Stored data entries
- Opening Delimiter -
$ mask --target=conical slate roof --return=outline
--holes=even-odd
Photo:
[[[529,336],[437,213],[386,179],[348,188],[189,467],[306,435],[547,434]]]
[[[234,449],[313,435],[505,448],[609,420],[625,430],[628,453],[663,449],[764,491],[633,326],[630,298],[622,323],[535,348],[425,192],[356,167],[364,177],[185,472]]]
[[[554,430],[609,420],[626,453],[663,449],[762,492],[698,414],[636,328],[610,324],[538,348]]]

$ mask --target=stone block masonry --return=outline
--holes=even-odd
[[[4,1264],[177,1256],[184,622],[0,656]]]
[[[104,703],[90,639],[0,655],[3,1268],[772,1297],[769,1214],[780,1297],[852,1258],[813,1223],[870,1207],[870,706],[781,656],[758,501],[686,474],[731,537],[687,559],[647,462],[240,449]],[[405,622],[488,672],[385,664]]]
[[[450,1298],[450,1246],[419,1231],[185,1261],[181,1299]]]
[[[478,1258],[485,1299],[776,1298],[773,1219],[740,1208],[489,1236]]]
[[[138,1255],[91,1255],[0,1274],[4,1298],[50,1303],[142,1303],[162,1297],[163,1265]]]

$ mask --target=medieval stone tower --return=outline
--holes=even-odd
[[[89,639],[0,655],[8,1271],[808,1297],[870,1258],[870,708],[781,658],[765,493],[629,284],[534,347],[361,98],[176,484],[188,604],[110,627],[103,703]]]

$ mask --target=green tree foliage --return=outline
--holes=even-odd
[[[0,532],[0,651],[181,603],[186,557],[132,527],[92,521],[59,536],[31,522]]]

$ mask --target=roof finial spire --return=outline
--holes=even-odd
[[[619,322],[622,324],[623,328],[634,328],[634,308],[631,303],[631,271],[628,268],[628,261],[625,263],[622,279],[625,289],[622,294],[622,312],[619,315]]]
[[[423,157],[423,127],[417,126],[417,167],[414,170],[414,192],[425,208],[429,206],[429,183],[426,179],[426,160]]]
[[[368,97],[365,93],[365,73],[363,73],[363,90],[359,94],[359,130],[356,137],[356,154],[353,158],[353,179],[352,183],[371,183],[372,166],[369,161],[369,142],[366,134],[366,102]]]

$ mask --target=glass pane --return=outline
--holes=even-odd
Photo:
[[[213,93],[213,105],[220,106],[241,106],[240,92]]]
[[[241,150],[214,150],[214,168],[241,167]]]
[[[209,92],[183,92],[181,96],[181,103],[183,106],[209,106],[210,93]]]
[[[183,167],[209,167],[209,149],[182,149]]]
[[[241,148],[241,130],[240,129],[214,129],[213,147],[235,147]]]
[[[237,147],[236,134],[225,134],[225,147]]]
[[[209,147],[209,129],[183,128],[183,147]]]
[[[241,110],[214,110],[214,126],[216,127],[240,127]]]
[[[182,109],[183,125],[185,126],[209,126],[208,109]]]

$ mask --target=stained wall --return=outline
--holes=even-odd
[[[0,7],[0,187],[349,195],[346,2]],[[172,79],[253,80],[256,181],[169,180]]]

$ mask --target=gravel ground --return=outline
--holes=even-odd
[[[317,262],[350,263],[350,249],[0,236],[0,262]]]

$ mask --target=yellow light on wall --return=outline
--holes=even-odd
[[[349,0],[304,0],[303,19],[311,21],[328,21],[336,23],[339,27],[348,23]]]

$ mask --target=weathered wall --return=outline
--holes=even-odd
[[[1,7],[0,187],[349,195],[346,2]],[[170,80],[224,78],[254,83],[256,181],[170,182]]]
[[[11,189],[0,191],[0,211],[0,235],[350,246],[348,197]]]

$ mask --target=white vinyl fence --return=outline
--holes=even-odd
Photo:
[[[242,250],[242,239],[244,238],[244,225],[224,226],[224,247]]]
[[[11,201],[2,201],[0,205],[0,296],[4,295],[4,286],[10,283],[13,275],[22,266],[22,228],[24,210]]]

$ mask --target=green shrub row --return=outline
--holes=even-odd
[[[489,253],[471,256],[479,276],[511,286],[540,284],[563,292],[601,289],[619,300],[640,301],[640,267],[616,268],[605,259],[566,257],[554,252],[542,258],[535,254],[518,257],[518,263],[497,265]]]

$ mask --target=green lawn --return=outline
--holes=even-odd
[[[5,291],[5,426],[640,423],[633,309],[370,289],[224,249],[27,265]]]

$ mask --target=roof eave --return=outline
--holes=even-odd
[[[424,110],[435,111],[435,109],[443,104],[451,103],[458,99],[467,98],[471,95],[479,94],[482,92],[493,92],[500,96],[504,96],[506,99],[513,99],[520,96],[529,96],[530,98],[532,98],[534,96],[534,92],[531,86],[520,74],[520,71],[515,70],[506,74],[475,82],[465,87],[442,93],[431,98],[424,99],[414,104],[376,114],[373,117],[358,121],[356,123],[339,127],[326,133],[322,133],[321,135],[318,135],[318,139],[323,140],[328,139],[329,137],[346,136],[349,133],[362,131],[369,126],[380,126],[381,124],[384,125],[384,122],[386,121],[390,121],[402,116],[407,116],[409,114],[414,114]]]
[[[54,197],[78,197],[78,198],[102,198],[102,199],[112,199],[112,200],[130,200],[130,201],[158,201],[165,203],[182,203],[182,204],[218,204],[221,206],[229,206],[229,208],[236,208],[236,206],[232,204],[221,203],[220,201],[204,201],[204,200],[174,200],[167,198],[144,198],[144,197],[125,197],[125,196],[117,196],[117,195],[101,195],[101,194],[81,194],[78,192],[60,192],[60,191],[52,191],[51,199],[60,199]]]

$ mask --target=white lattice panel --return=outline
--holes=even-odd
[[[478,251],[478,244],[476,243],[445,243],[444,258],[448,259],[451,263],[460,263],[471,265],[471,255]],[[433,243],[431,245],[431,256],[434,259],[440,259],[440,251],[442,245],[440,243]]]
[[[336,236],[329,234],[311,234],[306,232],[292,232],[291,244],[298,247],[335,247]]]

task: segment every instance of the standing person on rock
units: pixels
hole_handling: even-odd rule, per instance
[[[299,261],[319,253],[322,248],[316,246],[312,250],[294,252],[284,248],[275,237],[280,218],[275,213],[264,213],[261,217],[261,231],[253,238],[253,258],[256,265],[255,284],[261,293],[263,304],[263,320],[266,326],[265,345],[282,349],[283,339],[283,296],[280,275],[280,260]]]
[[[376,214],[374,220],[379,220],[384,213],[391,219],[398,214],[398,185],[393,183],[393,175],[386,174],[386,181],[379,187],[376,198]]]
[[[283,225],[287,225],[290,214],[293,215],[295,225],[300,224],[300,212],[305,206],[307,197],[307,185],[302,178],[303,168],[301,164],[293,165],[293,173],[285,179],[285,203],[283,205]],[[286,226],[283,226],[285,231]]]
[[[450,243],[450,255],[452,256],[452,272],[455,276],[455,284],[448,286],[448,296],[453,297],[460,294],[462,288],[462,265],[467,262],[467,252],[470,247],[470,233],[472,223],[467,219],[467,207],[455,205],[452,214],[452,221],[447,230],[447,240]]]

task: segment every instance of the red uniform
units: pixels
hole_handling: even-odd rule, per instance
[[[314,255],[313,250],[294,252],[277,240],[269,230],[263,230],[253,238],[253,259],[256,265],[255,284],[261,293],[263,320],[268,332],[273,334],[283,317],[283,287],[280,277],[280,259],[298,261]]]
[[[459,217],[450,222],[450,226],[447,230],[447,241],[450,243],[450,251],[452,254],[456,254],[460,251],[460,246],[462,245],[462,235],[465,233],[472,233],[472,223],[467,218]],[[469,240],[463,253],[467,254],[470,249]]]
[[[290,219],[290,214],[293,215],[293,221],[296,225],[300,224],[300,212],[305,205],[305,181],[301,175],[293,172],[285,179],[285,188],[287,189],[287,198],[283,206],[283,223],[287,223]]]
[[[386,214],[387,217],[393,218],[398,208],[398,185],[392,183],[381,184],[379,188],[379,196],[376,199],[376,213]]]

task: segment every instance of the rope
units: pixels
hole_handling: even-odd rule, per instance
- Closing Delimiter -
Although the records may continue, retype only the lines from the first one through the one containing "block masonry --return=outline", exactly as they appear.

$ mask --target=conical slate roof --return=outline
--holes=even-odd
Photo:
[[[529,336],[437,213],[386,179],[348,188],[189,467],[306,435],[547,434]]]
[[[234,449],[313,435],[505,448],[609,420],[625,430],[628,453],[663,449],[764,491],[633,326],[630,298],[622,323],[535,348],[425,192],[356,167],[364,177],[185,472]]]
[[[554,430],[609,420],[626,453],[663,449],[762,492],[698,414],[636,328],[610,324],[538,348]]]

$ mask --target=stone block masonry --return=outline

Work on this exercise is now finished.